**OBJECTIF A**
Pour chacune de ces affirmations, indiquez si elle concorde avec le texte cité en répondant par oui ou par non, puis citez mot pour mot les termes du texte qui tranchent. (i) Les archives militaires ont été ouvertes en 1993. (ii) Mohammed Harbi a été agressé pendant une conférence à l'université de Lyon. (iii) Les vétérans interrogés se plaignent de ne pas arriver à se souvenir.
### TEXTE CITÉ ###
Les historiens subissent également les manœuvres des partisans du « secret ». Elles sont le plus souvent subtiles, indirectes. Différents biais sont utilisés comme l’ouverture ou la fermeture des dossiers sensibles, le refus ou l’acceptation de dérogations. L’ouverture des archives militaires en 1993 a d’ailleurs eu un effet pervers. Les chercheurs se sont laissés accaparés par l’abondance des documents et ont privilégié ainsi le point de vue de la hiérarchie militaire qui les avait produit.
Ceux qui utilisent d’autres sources ou qui ne tiennent pas compte des codes de bonne conduite, subissent des pressions. Le président d’une association d’anciens parachutistes a évoqué dans son rapport annuel mon premier livre, dénonçant « les faits déshonorants » qui y sont mentionnés et « qui attestent la façon tendancieuse dont notre histoire est écrite aujourd’hui par les intellectuels » et il conclut par : « faut-il répliquer ou mépriser ? Le conseil d’administration s’en chargera à sa prochaine réunion »8. Pour Mohammed Harbi, la « réplique » a été violente. Il a été agressé lors d’une conférence qu’il donnait à l’université de Grenoble au cours de l’hiver 2002.
Face aux pressions des militaires, l’archive orale offre une issue. Micro-histoire, elle éclaire le quotidien des appelés et porte un autre regard sur cette catégorie de combattants. Elle conduit aussi à sauver de l’oubli leurs rares documents qui sinon moisiraient dans les greniers ou finiraient brûlés.
Mais, là aussi, les obstacles s’additionnent. Cela tient au tabou qui pèse sur la guerre et la violence, plus qu’aux défaillances de la mémoire. Dans les entretiens d’ailleurs les vétérans se plaignent de ne pouvoir oublier. La violence s’impose à leurs mémoires et ils ne peuvent s’en libérer. La raison d’état, le secret militaire ont imposé le silence et le mensonge. Ils sont face à un dilemme irréductible : la violence, c’est ce qu’il faut taire absolument et ce qu’il faut absolument dire. Pour construire leur récit, il leur faut naviguer entre tensions et traumatisme. Le traumatisme provoqué par l’événement, a été ainsi défini par Freud :
« Elle [la guerre totale] ne tient compte d’aucune des limitation auxquelles on s’astreint en temps de paix et qui forment le droit des gens, elle ne reconnaît pas les égards dus au blessé et au médecin, elle ne fait aucune distinction entre la partie combattante et non combattante de la population. Elle renverse tout ce qu’elle trouve sur son chemin, et cela dans une rage aveugle comme si il ne devait plus y avoir d’avenir ni de paix entre les hommes. »9
Dans les entretiens, la tension polémique à propos de l’identité des interviewés est un obstacle supplémentaire. Qui sont-ils en effet pour avoir accepté de voir ces violences. Qui sont-ils pour les avoir infligées? Comment peuvent-ils se définir par rapport à ces actes ? La violence que révèlent les anciens combattants ne représente d’ailleurs qu’une petite partie de celle dont ils ont été les témoins. Quand je les revois et que nous discutons, la plupart m’avouent : « Vous savez, je ne vous ai pas tout dit. »
###
**OBJECTIF B**
Présentez en liste JSON de chaînes, à raison d'une chaîne par ligne et sans les lignes vides, les lignes des entrées ci-dessous, en commençant par celle qui contient "Tag one point on every instance of the stack" et en terminant par la dernière ligne des entrées, les deux incluses.
### DONNÉES EXTRAITES ###
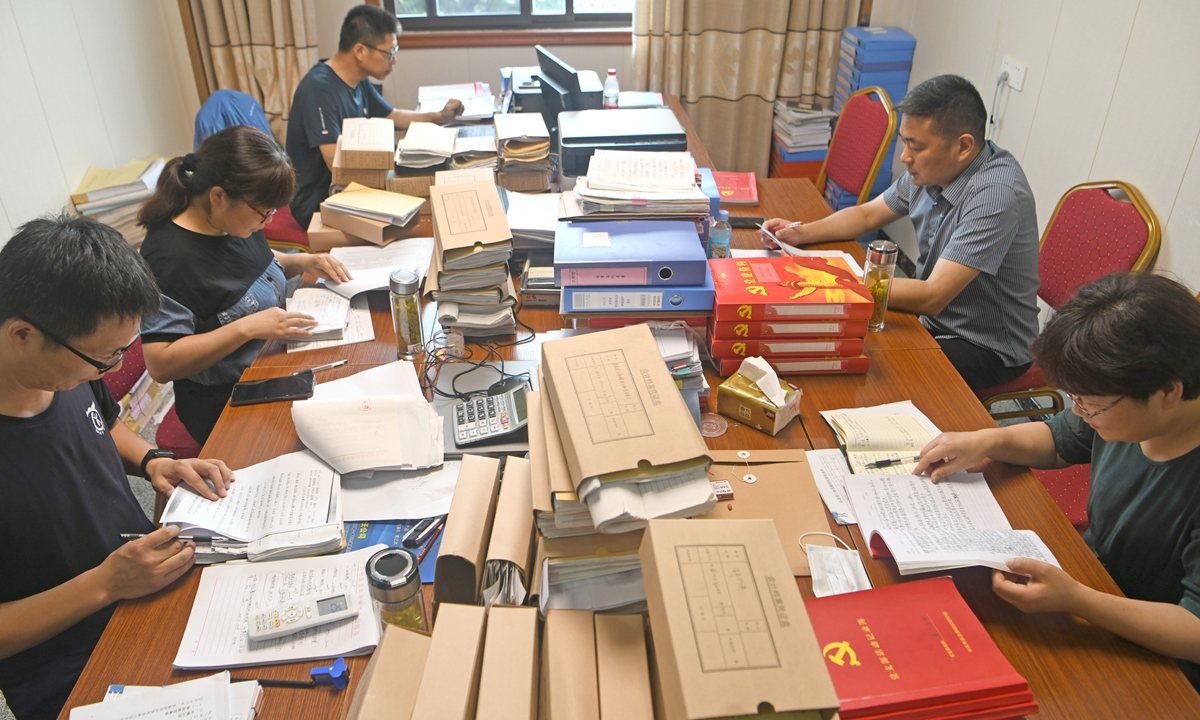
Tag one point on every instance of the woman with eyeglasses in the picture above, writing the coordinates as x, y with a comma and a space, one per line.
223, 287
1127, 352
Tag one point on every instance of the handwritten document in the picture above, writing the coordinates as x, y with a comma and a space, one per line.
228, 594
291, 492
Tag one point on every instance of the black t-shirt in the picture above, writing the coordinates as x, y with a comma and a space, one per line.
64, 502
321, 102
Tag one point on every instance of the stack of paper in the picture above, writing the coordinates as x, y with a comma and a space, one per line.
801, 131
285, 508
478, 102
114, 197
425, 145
###
**RÉPONSE RÉDIGÉE A**
(i) Oui : « L’ouverture des archives militaires en 1993 a d’ailleurs eu un effet pervers. »
(ii) Non : « Il a été agressé lors d’une conférence qu’il donnait à l’université de Grenoble au cours de l’hiver 2002. »
(iii) Non : « Dans les entretiens d’ailleurs les vétérans se plaignent de ne pouvoir oublier. »

**RÉPONSE RÉDIGÉE B**
[
  "Tag one point on every instance of the stack of paper in the picture above, writing the coordinates as x, y with a comma and a space, one per line.",
  "801, 131",
  "285, 508",
  "478, 102",
  "114, 197",
  "425, 145"
]